● Supplied text:
----------------
November 29, 2022 – Prais+Barnette works proactively with diverse executives, leaders, and influencers who are passionate about increasing workplace diversity to help the firm build broad referral networks across functions and industries. Top diverse prospects can be introduced to key company leaders for networking 30 to 60 days in advance of an opportunity posting.
David Barnette is managing partner of Prais+Barnette and has over 20 years of experience as an operating executive focusing
on omnichannel sales and marketing, digital transformation, and product development. Since making the shift to talent acquisition in 2017, he has led technology practices at Korn Ferry and August Leadership. Mr. Barnette recently sat down with Hunt Scanlon Media to discuss the active M&A market within the search industry.
David, would you expect deals to keep occurring in the search industry as we move towards 2023?
I would. As we all know, the market for executive search down to RPO has been on fire since late 2020 as firms emerged from a few quarters of hiring freezes with burned-out teams, facing accelerated transformation on both the digital and human capital fronts. And even with a significant amount of uncertainty around the global economy, the supply of talent across levels and functions remains far lower than the demand for it. To that point, in 2022 we’ve seen the correlation between jobs data and the stock market defy anything we’ve seen to date with record low unemployment perched alongside a tumbling Dow and Nasdaq.
----------------
● Material shown:
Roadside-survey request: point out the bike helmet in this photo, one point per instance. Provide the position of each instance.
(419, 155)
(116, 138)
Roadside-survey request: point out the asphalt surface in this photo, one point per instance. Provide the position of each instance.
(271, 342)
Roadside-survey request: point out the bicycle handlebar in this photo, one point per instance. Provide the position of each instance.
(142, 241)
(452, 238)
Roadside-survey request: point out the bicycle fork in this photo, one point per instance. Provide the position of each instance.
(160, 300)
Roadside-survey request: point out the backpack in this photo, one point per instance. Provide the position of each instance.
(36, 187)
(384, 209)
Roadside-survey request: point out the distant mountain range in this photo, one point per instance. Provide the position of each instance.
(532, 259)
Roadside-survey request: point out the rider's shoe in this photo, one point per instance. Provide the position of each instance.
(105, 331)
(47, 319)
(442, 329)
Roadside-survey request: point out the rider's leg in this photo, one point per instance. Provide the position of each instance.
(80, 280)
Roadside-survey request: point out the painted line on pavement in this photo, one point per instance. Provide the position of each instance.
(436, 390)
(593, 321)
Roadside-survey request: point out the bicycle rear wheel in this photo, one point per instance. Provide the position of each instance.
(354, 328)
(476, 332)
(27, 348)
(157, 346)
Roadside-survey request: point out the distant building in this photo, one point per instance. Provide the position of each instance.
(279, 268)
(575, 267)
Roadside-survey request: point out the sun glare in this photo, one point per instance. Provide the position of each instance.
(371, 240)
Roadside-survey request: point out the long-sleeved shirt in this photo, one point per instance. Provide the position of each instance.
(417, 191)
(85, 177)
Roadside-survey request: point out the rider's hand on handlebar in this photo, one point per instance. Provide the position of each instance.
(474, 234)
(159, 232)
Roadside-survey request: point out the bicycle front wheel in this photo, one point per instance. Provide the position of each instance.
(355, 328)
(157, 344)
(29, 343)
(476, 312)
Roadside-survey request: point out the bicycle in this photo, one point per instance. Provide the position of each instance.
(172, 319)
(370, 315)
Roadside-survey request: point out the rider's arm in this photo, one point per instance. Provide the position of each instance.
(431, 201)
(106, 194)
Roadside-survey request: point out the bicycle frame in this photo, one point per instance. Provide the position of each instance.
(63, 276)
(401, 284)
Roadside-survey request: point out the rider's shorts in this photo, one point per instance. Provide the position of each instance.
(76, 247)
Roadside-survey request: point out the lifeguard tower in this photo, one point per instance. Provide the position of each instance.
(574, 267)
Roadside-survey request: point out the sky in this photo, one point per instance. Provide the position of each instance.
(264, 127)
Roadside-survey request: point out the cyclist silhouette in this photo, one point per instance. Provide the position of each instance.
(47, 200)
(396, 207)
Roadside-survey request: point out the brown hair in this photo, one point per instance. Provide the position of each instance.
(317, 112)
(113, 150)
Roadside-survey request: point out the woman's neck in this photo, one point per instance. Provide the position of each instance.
----------------
● Study questions:
• 1. According to the interview with David Barnette, in what year did he make the shift to talent acquisition?
• 2. Quote the interview with David Barnette between "I would. As" and "Dow and Nasdaq.", inclusive.
• 3. Please write the next part of the interview with David Barnette, picking up after its last sentence.

● Answers per task:
• 1. 2017

• 2.
I would. As we all know, the market for executive search down to RPO has been on fire since late 2020 as firms emerged from a few quarters of hiring freezes with burned-out teams, facing accelerated transformation on both the digital and human capital fronts. And even with a significant amount of uncertainty around the global economy, the supply of talent across levels and functions remains far lower than the demand for it. To that point, in 2022 we’ve seen the correlation between jobs data and the stock market defy anything we’ve seen to date with record low unemployment perched alongside a tumbling Dow and Nasdaq.

• 3.
What do you see looking even further into the future?
Some projections even have the talent wars raging on into the 2030s. It’s not that hard to look back and see a perfect storm of a large and aging generation having realized astronomical gains in the stock market being finally enticed into retirement by a pandemic. Leaving us with a serious gap of senior to mid-level talent that just cannot be replaced anytime soon. In sum, we don’t have enough people and firms skilled at attracting talent to meet the current level of demand for placing it and there’s nothing to indicate that hiring is going to get easier anytime soon. Meaning that ours is going to remain an attractive sector to invest in for some time.
What’s driving buyers/investors to our sector?
Solid returns that are relatively simple to understand. Compared to others, the investment thesis for our sector looks pretty compelling and it’s not a super hard case to get your head around: There’s no fancy IP that has layers of global dependencies in being scaled and brought to market, there’s no complex supply planning across channels and continents that can make or break profits, it’s a very clear, very clean services model that you can look everywhere around you and see the need for. And in some cases, the buying case is as simple as acquiring new or incremental talent acquisition capabilities to feed a portfolio of companies that lacks enough of those to create the value committed to investors. One great way to get a leg up on the competition in this market is to have a truly differentiated, scalable approach to recruitment and acquiring that externally is certainly an attractive option that can be easily cost justified. In the end there are very good returns from investing in talent acquisition across multiple case types that compare favorably against other investment options right now, and likely for the foreseeable future.
What’s driving sellers?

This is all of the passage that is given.